Task item = Your reply should be the whole listing, copied exactly, with the pictures left out.

Dataset excerpts =

──────

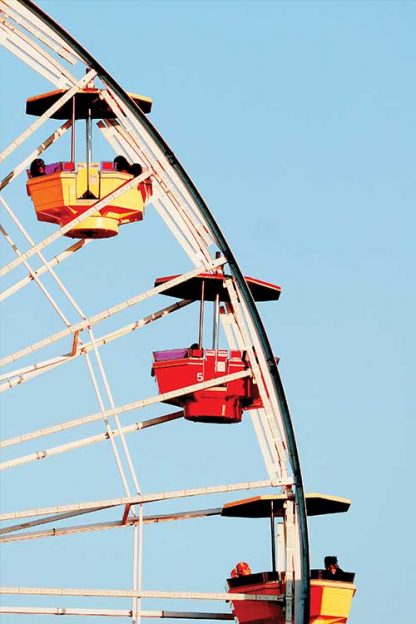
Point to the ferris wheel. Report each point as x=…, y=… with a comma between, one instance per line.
x=117, y=389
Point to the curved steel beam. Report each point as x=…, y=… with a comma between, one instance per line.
x=223, y=245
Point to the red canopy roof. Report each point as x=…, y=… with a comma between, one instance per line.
x=214, y=284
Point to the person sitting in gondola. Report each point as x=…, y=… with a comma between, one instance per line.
x=121, y=164
x=241, y=569
x=332, y=568
x=136, y=169
x=37, y=168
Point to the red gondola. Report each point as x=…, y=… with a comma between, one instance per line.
x=176, y=369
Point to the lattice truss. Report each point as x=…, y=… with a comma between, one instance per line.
x=80, y=336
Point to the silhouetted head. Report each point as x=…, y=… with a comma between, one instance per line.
x=136, y=169
x=331, y=564
x=243, y=569
x=121, y=164
x=37, y=168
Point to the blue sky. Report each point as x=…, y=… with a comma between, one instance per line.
x=296, y=121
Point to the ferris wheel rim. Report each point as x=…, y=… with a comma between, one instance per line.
x=90, y=61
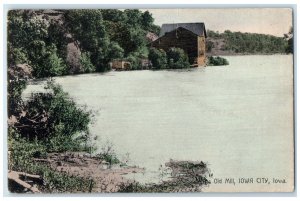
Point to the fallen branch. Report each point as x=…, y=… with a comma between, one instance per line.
x=15, y=176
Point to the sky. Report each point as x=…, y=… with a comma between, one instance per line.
x=273, y=21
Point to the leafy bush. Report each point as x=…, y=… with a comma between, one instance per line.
x=158, y=58
x=217, y=61
x=54, y=119
x=177, y=58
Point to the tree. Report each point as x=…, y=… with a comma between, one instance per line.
x=53, y=119
x=177, y=58
x=290, y=41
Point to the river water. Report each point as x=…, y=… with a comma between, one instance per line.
x=237, y=118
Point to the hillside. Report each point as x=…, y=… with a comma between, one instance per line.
x=61, y=42
x=236, y=43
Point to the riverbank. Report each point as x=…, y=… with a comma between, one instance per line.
x=106, y=178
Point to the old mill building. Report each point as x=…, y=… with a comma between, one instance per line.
x=188, y=36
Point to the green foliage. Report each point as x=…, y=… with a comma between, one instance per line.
x=158, y=58
x=250, y=43
x=22, y=151
x=177, y=58
x=88, y=27
x=14, y=91
x=21, y=157
x=115, y=51
x=54, y=119
x=34, y=40
x=217, y=61
x=86, y=63
x=290, y=41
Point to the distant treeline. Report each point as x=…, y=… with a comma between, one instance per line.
x=249, y=43
x=60, y=42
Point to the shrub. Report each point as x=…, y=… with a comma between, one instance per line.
x=54, y=119
x=158, y=58
x=177, y=58
x=86, y=63
x=217, y=61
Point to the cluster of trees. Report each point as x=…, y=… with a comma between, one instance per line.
x=99, y=36
x=250, y=43
x=174, y=58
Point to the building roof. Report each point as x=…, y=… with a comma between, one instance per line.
x=196, y=28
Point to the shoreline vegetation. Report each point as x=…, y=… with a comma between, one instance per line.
x=50, y=147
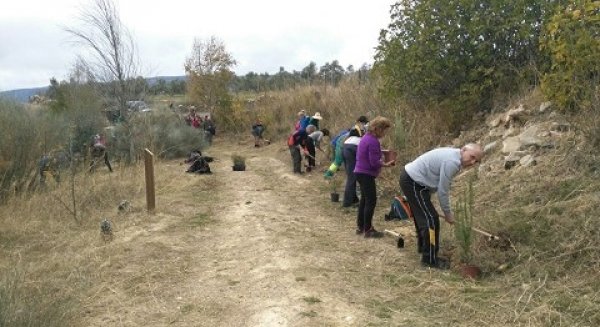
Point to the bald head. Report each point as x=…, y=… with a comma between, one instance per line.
x=470, y=154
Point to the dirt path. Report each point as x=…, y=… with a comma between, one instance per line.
x=262, y=247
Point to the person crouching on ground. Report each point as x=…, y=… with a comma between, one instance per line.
x=433, y=172
x=349, y=154
x=313, y=143
x=297, y=142
x=367, y=168
x=257, y=129
x=98, y=152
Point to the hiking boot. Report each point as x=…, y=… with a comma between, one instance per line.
x=372, y=233
x=440, y=263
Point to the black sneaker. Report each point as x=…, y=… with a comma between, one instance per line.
x=440, y=263
x=372, y=233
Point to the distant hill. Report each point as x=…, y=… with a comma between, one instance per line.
x=153, y=80
x=23, y=95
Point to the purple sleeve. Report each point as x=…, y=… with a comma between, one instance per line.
x=375, y=155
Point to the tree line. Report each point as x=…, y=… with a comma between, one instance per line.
x=462, y=55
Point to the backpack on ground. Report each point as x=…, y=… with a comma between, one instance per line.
x=399, y=209
x=339, y=136
x=200, y=166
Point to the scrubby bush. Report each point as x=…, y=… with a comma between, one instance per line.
x=572, y=39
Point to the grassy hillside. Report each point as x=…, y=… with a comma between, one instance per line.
x=544, y=272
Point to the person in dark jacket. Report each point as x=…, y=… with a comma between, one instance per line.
x=368, y=166
x=257, y=129
x=298, y=144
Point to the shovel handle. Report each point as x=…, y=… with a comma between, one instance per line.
x=387, y=231
x=486, y=234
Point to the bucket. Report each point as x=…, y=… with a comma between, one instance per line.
x=335, y=197
x=389, y=155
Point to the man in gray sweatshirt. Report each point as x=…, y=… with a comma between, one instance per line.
x=429, y=173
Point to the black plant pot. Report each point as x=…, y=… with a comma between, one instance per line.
x=335, y=197
x=239, y=167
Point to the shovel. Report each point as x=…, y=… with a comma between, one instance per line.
x=400, y=243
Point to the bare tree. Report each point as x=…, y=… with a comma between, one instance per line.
x=209, y=72
x=111, y=50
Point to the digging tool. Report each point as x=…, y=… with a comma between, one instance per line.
x=486, y=234
x=490, y=237
x=400, y=243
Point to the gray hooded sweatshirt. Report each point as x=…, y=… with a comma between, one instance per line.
x=435, y=169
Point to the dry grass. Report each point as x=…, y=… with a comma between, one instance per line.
x=58, y=271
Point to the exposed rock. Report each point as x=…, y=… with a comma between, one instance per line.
x=495, y=122
x=510, y=144
x=511, y=131
x=496, y=132
x=560, y=127
x=527, y=161
x=488, y=147
x=545, y=106
x=510, y=161
x=530, y=137
x=514, y=115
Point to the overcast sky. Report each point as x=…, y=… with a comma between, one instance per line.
x=261, y=35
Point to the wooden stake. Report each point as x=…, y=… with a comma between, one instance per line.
x=149, y=168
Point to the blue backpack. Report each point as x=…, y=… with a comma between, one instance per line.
x=341, y=135
x=399, y=209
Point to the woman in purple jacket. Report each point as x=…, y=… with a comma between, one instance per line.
x=368, y=165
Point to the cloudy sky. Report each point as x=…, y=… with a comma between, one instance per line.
x=261, y=35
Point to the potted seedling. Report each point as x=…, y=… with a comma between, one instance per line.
x=463, y=231
x=334, y=183
x=239, y=162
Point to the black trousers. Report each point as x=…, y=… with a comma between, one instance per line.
x=350, y=195
x=367, y=203
x=296, y=159
x=427, y=220
x=310, y=146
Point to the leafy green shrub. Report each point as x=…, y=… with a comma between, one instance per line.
x=572, y=40
x=463, y=225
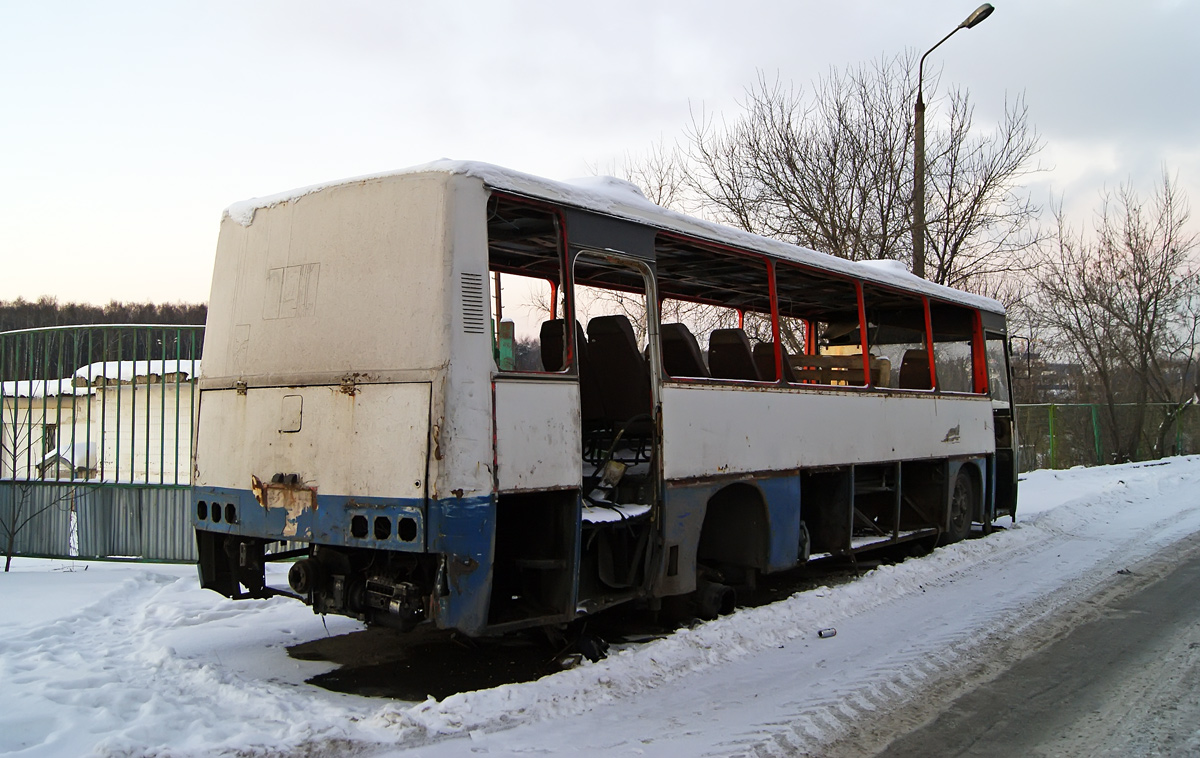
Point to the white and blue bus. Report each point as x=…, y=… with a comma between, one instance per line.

──────

Answer below =
Point to the ferris wheel. Report each point as x=…, y=… with a comma between, one instance per line.
x=117, y=389
Point to the curved steel beam. Report each point as x=…, y=… with a comma between, one instance per line.
x=223, y=245
Point to the red canopy roof. Report each point as x=…, y=… with a comma between, one instance per line.
x=214, y=284
Point to the person sitting in gondola. Report each point as x=…, y=… with a comma between, one instance per line.
x=121, y=164
x=241, y=569
x=332, y=568
x=136, y=169
x=37, y=168
Point to the red gondola. Report each point as x=…, y=… with a comma between, one instance per line.
x=176, y=369
Point to the lattice truss. Report each point as x=…, y=… with a comma between, one instance per line.
x=80, y=336
Point to the silhouetted head. Report each point as x=…, y=… with a comma between, one instance per line.
x=136, y=169
x=331, y=564
x=243, y=569
x=121, y=164
x=37, y=168
Point to the blue sky. Report each point as x=…, y=… with a comma between, one instance per line.
x=296, y=121
Point to the ferris wheel rim. Report each point as x=…, y=… with a comma between, one instance per line.
x=90, y=61
Point to the fallen branch. Report each point as x=…, y=… with a comma between, one instance per line.
x=15, y=176
Point to the sky. Report each point as x=…, y=… with a comma between, one instance per line.
x=273, y=21
Point to the leafy bush. Report each point as x=…, y=… with a comma between, one instance per line.
x=158, y=58
x=217, y=61
x=54, y=119
x=177, y=58
Point to the tree. Report each point as x=…, y=… with a comma between, one instance per line.
x=53, y=119
x=177, y=58
x=290, y=41
Point to the river water. Report each point as x=…, y=… with a comma between, one instance per line.
x=237, y=118
Point to the hillside. Report each point as x=…, y=… with a comma between, one instance per line.
x=61, y=42
x=236, y=43
Point to the riverbank. Report each point as x=…, y=… with a comma between, one instance per line.
x=106, y=178
Point to the old mill building. Report each point as x=…, y=… with a comma between, one instance per line.
x=188, y=36
Point to the green foliage. Report each point as x=…, y=… with a comma between, one instance per line.
x=158, y=58
x=250, y=43
x=22, y=151
x=177, y=58
x=88, y=27
x=14, y=91
x=21, y=157
x=115, y=51
x=54, y=119
x=34, y=40
x=217, y=61
x=86, y=63
x=290, y=41
Point to the distant treeline. Report each point as x=…, y=… with a comma between, one instance per line.
x=249, y=43
x=60, y=42
Point to the shrub. Report each point as x=…, y=… with a comma between, one instance per line.
x=54, y=119
x=158, y=58
x=177, y=58
x=86, y=63
x=217, y=61
Point to the cluster of trees. Report each point as x=…, y=… with a comma between, one instance per line.
x=99, y=36
x=250, y=43
x=174, y=58
Point to the building roof. Report each point as x=…, y=… with a comma between, one instance per line.
x=196, y=28
Point to the shoreline vegetation. Report each point as x=…, y=… with a comma between, one instance per line.
x=50, y=147
Point to the bald head. Report each point as x=…, y=… with a comma between, one instance per line.
x=470, y=154
Point to the dirt path. Report each point as x=…, y=… with a comma between, one instance per line.
x=262, y=247
Point to the person crouching on ground. Report each point as x=…, y=… with a comma between, one instance per line.
x=433, y=172
x=349, y=154
x=313, y=143
x=297, y=142
x=367, y=168
x=257, y=129
x=98, y=152
Point to the hiking boot. Report each point as x=…, y=… with a comma between, one instance per line.
x=372, y=233
x=440, y=263
Point to the black sneaker. Report each point as x=…, y=… with a comma between, one instance per line.
x=440, y=263
x=372, y=233
Point to the distant hill. Report each point as x=…, y=… with a comma between, one instance per line.
x=153, y=80
x=23, y=95
Point to the purple sleeve. Report each point as x=…, y=… with a comma between, one instance per line.
x=375, y=155
Point to the tree line. Report each point as x=…, y=… with a comma between, one instance per line.
x=462, y=55
Point to the backpack on ground. Report each point as x=…, y=… with a comma between, one instance per line.
x=399, y=209
x=339, y=136
x=200, y=166
Point to the scrubby bush. Report each point as x=…, y=… with a comma between, one instance per line.
x=572, y=39
Point to the grassy hillside. Report each point as x=…, y=… with a comma between, one instance per line.
x=544, y=272
Point to the person in dark jacket. Report each point as x=…, y=… with a comma between, one instance per line.
x=368, y=166
x=257, y=129
x=298, y=144
Point to the shovel handle. Report each point as x=…, y=… with a comma between, one instance per line.
x=387, y=231
x=486, y=234
Point to the bucket. Report each point as x=…, y=… with a comma between, one instance per line.
x=335, y=197
x=389, y=155
Point to the man in gray sweatshirt. Report each point as x=…, y=… with a comma between, one instance per line.
x=429, y=173
Point to the black plant pot. Report each point as x=…, y=… with a comma between, one instance per line.
x=335, y=197
x=239, y=167
Point to the shovel. Report each point as x=…, y=… with a comma between, one instance per line.
x=400, y=243
Point to the bare tree. Report each point as x=…, y=… with a comma between, one instance per line.
x=209, y=72
x=111, y=50
Point to the digging tool. Report each point as x=…, y=… with a comma between, one instance per line.
x=486, y=234
x=490, y=237
x=400, y=243
Point to the gray hooded sweatshirt. Report each point as x=…, y=… with a comma between, one instance per line.
x=435, y=169
Point to the dry grass. Report each point as x=…, y=… with a comma between, one instance per line.
x=58, y=271
Point to the exposed rock. Report each point as x=…, y=… with a comma between, one instance per line.
x=495, y=122
x=510, y=144
x=511, y=131
x=496, y=132
x=560, y=127
x=527, y=161
x=488, y=147
x=545, y=106
x=510, y=161
x=530, y=137
x=514, y=115
Point to the overcast sky. Report each point as x=…, y=… with a comma between, one instance per line.
x=261, y=35
Point to the wooden stake. Report each point as x=…, y=… with a comma between, one instance per line.
x=149, y=168
Point to the blue backpack. Report each point as x=…, y=… with a comma between, one instance per line.
x=341, y=135
x=399, y=209
Point to the woman in purple jacket. Report each point as x=…, y=… with a comma between, one instance per line.
x=368, y=165
Point to the cloudy sky. Report each point as x=…, y=… with a comma between, one instance per line.
x=261, y=35
Point to the potted seedling. Report each point as x=…, y=… with a comma between, one instance per line.
x=463, y=231
x=334, y=183
x=239, y=162
Point to the black trousers. Report each point as x=…, y=… with a comma between, one instance per line.
x=350, y=195
x=367, y=203
x=296, y=159
x=427, y=220
x=310, y=146
Point to the leafy green shrub. Report each point as x=…, y=… with a comma between, one instance per line.
x=572, y=40
x=463, y=225
Point to the white and blue bus. Report each point as x=…, y=… with a comma between, one instance per line.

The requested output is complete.